Items from a data source:
···

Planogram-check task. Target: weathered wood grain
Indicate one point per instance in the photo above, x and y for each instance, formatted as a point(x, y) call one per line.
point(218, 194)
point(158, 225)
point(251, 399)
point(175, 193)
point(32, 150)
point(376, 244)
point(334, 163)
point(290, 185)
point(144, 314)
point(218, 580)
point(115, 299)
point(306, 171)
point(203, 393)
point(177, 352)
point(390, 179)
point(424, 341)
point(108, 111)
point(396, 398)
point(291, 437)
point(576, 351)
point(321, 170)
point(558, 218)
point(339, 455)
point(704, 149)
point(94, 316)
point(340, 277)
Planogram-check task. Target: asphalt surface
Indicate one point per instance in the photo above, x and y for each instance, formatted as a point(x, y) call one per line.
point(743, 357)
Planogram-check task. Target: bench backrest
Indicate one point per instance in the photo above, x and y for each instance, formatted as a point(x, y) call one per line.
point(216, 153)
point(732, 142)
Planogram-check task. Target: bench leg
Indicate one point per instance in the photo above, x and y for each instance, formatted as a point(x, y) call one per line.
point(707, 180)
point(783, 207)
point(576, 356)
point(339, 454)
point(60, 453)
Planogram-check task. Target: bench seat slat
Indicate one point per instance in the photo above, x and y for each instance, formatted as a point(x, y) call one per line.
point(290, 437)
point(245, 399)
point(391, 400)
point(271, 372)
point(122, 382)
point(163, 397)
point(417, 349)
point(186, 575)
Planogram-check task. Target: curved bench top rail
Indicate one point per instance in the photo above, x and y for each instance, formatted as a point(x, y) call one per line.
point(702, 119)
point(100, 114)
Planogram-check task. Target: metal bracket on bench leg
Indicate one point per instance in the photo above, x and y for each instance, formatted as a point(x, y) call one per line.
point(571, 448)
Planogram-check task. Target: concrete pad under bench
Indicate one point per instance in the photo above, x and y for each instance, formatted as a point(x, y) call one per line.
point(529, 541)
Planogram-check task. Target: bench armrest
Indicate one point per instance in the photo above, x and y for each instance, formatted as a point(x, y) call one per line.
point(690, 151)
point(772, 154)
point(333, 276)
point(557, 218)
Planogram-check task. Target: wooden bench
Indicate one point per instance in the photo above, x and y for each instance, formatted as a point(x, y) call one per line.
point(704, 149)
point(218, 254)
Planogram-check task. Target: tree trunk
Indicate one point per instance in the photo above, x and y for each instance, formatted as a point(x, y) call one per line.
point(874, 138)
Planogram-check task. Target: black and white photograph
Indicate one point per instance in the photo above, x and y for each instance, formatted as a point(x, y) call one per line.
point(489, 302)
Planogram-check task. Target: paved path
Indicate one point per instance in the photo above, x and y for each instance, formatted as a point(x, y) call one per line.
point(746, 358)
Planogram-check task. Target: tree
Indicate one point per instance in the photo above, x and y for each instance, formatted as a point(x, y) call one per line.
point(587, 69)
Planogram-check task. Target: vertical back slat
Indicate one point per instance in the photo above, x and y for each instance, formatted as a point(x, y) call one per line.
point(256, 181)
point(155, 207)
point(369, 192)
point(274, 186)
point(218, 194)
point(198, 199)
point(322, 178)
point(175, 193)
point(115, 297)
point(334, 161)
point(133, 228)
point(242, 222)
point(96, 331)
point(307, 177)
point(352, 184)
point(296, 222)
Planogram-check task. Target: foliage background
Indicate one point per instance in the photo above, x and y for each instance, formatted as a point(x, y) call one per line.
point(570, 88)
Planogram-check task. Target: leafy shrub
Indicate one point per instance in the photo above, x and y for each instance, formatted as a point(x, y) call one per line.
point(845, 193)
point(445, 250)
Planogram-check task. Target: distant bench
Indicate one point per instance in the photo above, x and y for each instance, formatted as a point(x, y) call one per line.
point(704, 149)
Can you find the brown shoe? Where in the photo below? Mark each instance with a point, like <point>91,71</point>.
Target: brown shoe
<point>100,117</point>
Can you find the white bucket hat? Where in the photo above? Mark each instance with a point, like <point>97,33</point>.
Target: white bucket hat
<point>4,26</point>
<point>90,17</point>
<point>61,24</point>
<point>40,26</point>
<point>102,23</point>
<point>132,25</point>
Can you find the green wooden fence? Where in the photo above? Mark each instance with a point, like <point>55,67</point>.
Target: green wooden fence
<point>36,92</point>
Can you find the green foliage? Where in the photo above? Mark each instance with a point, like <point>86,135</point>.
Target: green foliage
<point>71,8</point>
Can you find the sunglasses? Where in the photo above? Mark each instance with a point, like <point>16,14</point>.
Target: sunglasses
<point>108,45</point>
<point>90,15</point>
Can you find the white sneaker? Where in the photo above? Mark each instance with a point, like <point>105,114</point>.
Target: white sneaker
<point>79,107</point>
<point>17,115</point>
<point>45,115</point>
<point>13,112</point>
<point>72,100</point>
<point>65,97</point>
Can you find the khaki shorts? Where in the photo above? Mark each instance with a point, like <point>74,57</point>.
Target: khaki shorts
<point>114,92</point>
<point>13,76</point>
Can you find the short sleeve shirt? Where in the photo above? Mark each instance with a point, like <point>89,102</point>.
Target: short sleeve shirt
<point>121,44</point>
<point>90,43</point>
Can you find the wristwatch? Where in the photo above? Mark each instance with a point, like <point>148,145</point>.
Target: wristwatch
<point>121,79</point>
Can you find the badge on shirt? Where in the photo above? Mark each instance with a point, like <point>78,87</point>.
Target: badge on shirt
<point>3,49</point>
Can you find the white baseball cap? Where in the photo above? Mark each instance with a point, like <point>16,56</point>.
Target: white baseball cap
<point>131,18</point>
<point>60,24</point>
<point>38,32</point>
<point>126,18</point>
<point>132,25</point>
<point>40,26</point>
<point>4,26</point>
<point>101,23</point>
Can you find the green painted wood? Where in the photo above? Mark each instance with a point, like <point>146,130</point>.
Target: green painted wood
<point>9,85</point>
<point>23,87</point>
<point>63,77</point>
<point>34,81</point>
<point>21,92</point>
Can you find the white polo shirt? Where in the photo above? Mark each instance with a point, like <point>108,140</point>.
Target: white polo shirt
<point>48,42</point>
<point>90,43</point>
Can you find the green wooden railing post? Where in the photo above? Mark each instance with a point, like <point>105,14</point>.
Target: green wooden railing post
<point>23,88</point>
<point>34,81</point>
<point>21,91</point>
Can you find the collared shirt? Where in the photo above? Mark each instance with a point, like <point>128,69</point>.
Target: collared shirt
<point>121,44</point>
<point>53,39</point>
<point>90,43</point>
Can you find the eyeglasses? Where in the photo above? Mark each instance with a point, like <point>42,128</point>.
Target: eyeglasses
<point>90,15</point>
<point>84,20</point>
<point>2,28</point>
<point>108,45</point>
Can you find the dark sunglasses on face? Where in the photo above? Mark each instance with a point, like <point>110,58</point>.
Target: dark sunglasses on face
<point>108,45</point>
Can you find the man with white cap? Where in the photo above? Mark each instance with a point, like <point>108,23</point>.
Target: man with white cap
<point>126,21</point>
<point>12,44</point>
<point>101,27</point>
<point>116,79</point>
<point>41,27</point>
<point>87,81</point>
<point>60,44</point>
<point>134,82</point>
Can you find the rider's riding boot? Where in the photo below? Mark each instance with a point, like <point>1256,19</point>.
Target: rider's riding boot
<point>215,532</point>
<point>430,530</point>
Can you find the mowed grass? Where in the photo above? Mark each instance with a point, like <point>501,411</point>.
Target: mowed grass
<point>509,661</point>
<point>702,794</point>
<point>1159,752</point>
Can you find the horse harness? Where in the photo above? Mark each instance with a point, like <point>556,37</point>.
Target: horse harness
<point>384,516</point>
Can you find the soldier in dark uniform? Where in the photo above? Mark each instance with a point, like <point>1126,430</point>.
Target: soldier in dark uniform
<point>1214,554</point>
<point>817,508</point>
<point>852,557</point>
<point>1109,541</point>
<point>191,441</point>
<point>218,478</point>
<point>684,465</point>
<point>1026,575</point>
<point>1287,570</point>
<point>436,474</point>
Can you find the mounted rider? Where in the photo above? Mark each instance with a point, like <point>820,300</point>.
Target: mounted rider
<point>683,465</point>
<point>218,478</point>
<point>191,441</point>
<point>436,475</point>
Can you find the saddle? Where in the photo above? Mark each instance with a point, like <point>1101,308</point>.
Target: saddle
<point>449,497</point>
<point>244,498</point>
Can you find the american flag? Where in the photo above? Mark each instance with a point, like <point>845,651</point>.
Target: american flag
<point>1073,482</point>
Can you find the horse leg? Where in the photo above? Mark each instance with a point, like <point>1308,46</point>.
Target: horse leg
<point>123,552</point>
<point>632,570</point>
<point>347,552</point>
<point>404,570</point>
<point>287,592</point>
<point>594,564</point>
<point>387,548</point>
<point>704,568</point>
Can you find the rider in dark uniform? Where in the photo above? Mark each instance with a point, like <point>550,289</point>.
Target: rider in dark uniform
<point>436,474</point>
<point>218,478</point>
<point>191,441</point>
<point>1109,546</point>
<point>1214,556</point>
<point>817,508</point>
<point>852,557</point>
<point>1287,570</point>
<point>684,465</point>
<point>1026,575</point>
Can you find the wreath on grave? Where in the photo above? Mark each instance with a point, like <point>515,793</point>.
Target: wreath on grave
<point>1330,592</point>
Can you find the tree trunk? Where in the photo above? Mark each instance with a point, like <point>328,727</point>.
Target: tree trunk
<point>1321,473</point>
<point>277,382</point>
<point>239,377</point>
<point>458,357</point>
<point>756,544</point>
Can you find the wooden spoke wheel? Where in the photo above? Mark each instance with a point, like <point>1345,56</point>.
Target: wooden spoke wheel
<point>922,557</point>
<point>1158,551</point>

···

**Work to complete:** Give back exactly the lines running from the line containing "Can you find the wreath" through the end of the material above, both included, and nothing beyond them.

**Solution to this problem:**
Can you find the wreath on grave? Where in the photo above? Mark each instance with a point, like <point>515,793</point>.
Target: wreath on grave
<point>1330,592</point>
Can you find the tree trunk? Where in the photo above? Mark each instance with a point, like <point>328,727</point>.
Target: tree trunk
<point>1321,473</point>
<point>277,382</point>
<point>239,377</point>
<point>458,357</point>
<point>756,544</point>
Can you find the wooden spoke wheel? Where in the photo above? Mark each instance with a point, like <point>1345,56</point>.
Target: wooden spoke wheel
<point>922,557</point>
<point>1158,551</point>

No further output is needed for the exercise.